__Dataset content__
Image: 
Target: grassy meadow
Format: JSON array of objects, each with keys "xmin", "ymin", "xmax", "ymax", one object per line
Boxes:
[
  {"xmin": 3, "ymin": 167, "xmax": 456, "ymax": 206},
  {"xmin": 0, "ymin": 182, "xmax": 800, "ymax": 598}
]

* * *

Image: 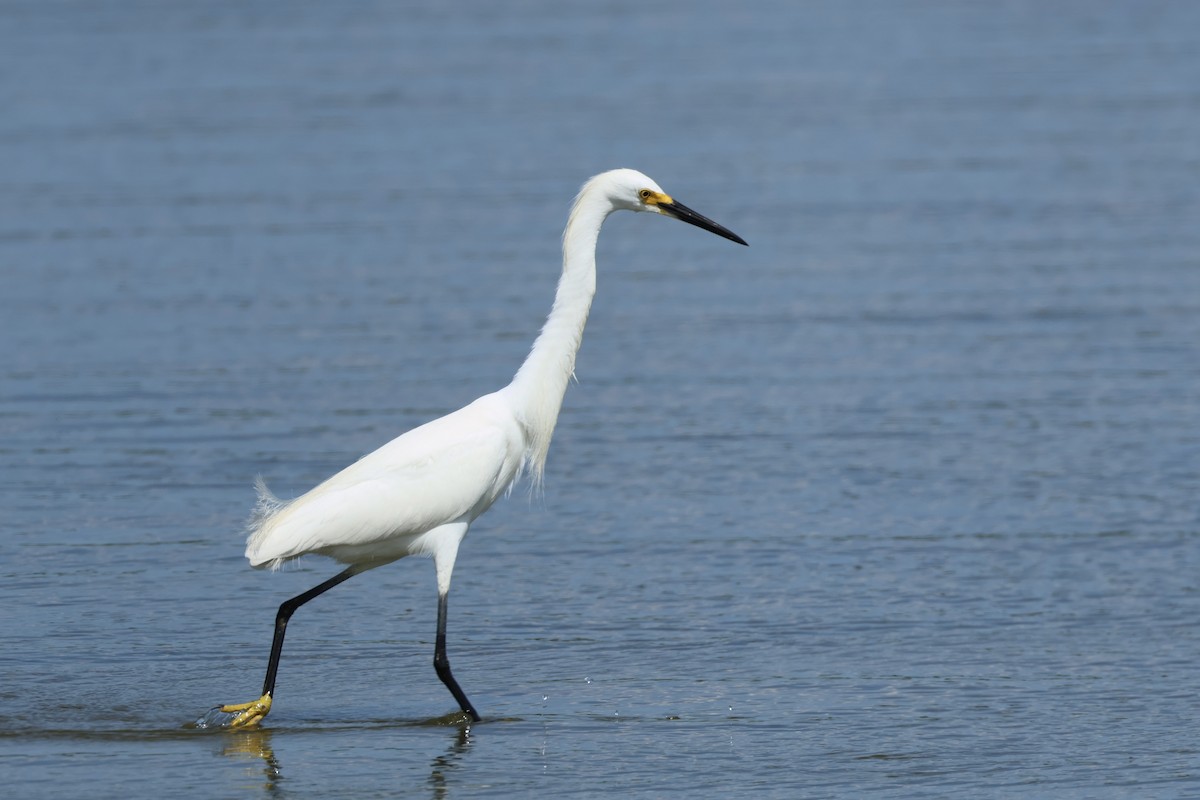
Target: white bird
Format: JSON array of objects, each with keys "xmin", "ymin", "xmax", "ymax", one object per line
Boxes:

---

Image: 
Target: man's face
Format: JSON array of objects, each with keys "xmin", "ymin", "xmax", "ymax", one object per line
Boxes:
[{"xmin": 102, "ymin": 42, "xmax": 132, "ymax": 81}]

__Exercise objective__
Display each line of the items above that contains the string "Target", treating uppercase and lowercase letters as distinct.

__Complete output__
Target: grassy meadow
Target: white bird
Target: man's face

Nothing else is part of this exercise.